=== Passage given ===
5.4. Approach C Pipeline: Hybrid

Source Code
    │
    ├─────────────────────────────┐
    ▼                             ▼
Tokenizer → Token IDs        Parser → AST / DFG / CFG
    │                             │
    │                             ▼
    │                    Structure Matrix Computation
    │                        │
    │                        │  One or more of:
    │                        │  (a) AST distance matrix D ∈ ℝ^(N×N)
    │                        │      D[i][j] = shortest path length between leaf i and leaf j in AST
    │                        │  (b) Ancestor-descendant binary matrix A ∈ {0,1}^(N×N)
    │                        │      A[i][j] = 1 iff i is an ancestor of j (or vice versa)
    │                        │  (c) Sibling binary matrix S ∈ {0,1}^(N×N)
    │                        │      S[i][j] = 1 iff i and j share the same parent
    │                        │  (d) Data-flow adjacency matrix F ∈ {0,1}^(N×N)
    │                        │      F[i][j] = 1 iff there is a data-flow edge from variable i to variable j
    │                        │
    │                        ▼
    │                    Structural Matrices
    │                        │
    └──────────┬─────────────┘
               │
               ▼
    Modified Transformer Forward Pass
        │
        │  Standard: attention_score[i][j] = (q_i · k_j) / √d
        │
        │  With structure (additive bias, as in GraphCodeBERT / SAT):
        │     attention_score[i][j] = (q_i · k_j) / √d + α · structural_bias[i][j]
        │
        │  With structure (masking, as in GraphCodeBERT attention mask):
        │     attention_score[i][j] = -∞  if mask[i][j] = 0
        │     (prevents attending to structurally irrelevant tokens)

=== Required actions ===
**1.** State whether each statement agrees with the hybrid pipeline diagram, answering yes or no and quoting its deciding words exactly: (a) the sibling matrix S marks pairs of tokens that share the same parent; (b) in the masking variant, a mask value of 1 sets the attention score to negative infinity; (c) in the additive-bias variant, the structural bias is scaled by α.
**2.** Extract, verbatim, the portion of the hybrid pipeline diagram starting at "Source Code" and ending at "matrix D ∈ ℝ^(N×N)".
Use only the hybrid pipeline diagram above as your source.

=== Records shown ===
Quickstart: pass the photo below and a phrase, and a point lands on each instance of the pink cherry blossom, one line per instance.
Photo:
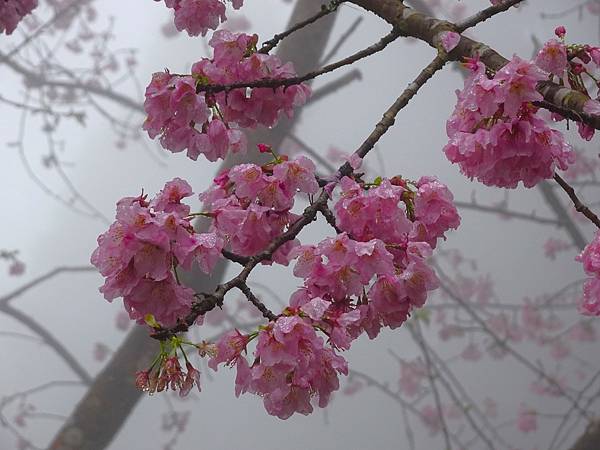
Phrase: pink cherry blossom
(198, 16)
(186, 118)
(435, 209)
(496, 134)
(138, 253)
(292, 367)
(553, 57)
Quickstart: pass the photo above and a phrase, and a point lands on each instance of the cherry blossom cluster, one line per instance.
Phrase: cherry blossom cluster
(568, 64)
(292, 365)
(372, 274)
(198, 16)
(590, 258)
(140, 252)
(186, 116)
(13, 11)
(167, 373)
(251, 205)
(496, 134)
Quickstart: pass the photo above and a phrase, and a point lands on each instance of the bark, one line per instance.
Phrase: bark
(425, 28)
(105, 407)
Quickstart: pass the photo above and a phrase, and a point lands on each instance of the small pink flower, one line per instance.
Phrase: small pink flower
(264, 148)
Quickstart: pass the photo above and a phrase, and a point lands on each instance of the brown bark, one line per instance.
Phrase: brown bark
(421, 26)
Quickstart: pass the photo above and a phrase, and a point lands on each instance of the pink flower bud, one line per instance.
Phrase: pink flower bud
(264, 148)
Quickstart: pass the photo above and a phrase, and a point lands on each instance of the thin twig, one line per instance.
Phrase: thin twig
(269, 45)
(579, 206)
(266, 312)
(284, 82)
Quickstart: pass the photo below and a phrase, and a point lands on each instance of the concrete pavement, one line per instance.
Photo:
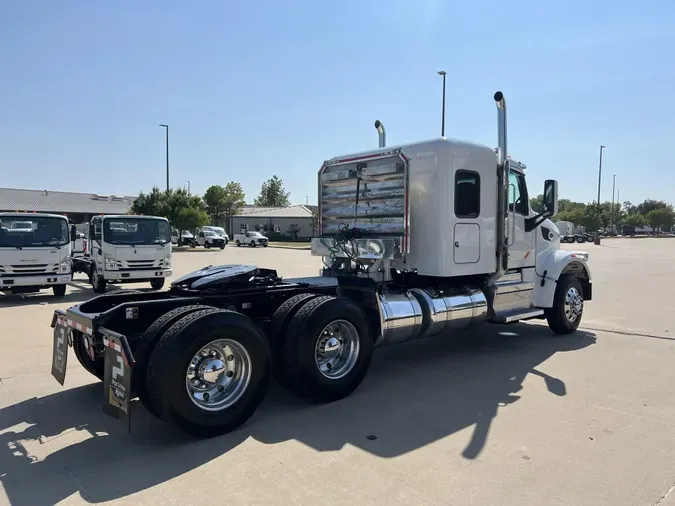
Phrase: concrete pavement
(504, 415)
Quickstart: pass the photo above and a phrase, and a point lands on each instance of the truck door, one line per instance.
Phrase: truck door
(521, 243)
(466, 233)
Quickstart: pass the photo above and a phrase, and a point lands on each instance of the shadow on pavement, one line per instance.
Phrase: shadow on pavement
(414, 394)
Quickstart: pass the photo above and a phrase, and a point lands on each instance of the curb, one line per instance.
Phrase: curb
(302, 248)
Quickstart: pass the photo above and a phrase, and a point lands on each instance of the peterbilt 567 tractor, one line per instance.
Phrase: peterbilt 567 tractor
(200, 355)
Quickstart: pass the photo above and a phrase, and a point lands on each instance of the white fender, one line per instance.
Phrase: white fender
(549, 266)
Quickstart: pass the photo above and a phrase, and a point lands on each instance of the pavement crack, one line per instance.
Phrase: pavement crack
(630, 333)
(665, 496)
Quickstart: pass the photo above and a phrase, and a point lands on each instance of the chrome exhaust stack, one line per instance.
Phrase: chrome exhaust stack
(381, 132)
(502, 190)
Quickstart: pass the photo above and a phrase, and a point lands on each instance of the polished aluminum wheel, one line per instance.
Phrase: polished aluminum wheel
(218, 375)
(574, 304)
(337, 349)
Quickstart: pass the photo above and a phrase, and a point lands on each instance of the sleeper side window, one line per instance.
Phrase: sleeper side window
(467, 194)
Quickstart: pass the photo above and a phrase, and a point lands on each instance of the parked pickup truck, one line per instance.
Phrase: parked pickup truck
(210, 239)
(253, 239)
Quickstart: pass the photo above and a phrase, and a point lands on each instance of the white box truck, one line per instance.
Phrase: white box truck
(127, 249)
(35, 253)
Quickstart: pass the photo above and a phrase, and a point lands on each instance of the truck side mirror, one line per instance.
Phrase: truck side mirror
(550, 198)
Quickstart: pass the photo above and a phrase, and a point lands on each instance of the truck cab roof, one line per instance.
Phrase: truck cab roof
(422, 148)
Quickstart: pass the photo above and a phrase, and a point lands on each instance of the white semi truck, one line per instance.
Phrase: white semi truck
(35, 253)
(127, 249)
(199, 356)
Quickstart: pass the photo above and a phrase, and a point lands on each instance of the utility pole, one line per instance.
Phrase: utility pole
(442, 74)
(166, 127)
(612, 214)
(597, 235)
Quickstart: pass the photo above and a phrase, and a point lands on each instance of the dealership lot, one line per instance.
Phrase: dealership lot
(504, 415)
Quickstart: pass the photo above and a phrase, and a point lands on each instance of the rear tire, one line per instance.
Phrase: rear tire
(94, 367)
(568, 306)
(179, 348)
(326, 327)
(277, 331)
(145, 348)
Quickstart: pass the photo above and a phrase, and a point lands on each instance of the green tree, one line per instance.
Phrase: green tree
(635, 220)
(659, 218)
(215, 202)
(273, 194)
(169, 204)
(151, 204)
(651, 205)
(190, 218)
(234, 200)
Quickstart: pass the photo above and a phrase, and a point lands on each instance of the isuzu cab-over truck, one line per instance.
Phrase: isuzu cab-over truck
(199, 356)
(126, 249)
(35, 253)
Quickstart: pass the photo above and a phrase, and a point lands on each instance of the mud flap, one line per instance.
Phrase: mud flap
(117, 376)
(60, 346)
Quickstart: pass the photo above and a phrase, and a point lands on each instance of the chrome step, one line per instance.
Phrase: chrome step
(518, 315)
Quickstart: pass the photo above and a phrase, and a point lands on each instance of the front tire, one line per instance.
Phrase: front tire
(568, 306)
(327, 349)
(211, 372)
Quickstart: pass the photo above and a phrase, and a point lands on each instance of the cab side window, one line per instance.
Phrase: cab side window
(518, 199)
(467, 194)
(96, 226)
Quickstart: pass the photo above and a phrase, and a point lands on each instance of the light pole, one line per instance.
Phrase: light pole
(442, 74)
(597, 235)
(166, 127)
(613, 191)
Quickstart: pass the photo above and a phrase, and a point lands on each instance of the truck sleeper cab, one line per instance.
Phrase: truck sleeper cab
(417, 240)
(35, 253)
(127, 249)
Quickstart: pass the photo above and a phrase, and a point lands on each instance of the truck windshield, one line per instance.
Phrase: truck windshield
(136, 231)
(22, 232)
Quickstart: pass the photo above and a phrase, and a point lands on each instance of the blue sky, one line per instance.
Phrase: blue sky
(252, 89)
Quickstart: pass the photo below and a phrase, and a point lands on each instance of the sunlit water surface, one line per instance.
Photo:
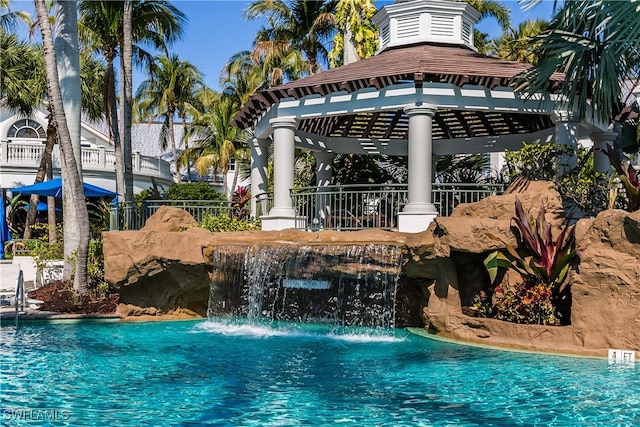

=== Solutions ===
**1.**
(a) Yes: "S[i][j] = 1 iff i and j share the same parent"
(b) No: "attention_score[i][j] = -∞  if mask[i][j] = 0"
(c) Yes: "attention_score[i][j] = (q_i · k_j) / √d + α · structural_bias[i][j]"

**2.**
Source Code
    │
    ├─────────────────────────────┐
    ▼                             ▼
Tokenizer → Token IDs        Parser → AST / DFG / CFG
    │                             │
    │                             ▼
    │                    Structure Matrix Computation
    │                        │
    │                        │  One or more of:
    │                        │  (a) AST distance matrix D ∈ ℝ^(N×N)